Please find every line in the records below that contains the word "photo", and copy each of those lines.

## Dataset
— Start —

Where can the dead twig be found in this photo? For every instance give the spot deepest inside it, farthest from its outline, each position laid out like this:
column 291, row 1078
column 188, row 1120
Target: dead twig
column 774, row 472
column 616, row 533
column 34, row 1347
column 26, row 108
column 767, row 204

— End —
— Start —

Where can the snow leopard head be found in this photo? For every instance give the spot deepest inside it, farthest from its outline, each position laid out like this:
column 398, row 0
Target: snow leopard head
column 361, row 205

— End —

## Expected output
Where can the dead twig be found in this photo? For every instance give the spot deepest inside it, farthest from its outline, each position laid out like this:
Where can the snow leopard head be found in this photo? For every instance give the spot deepest inside it, farthest from its outline, each position laid out like this:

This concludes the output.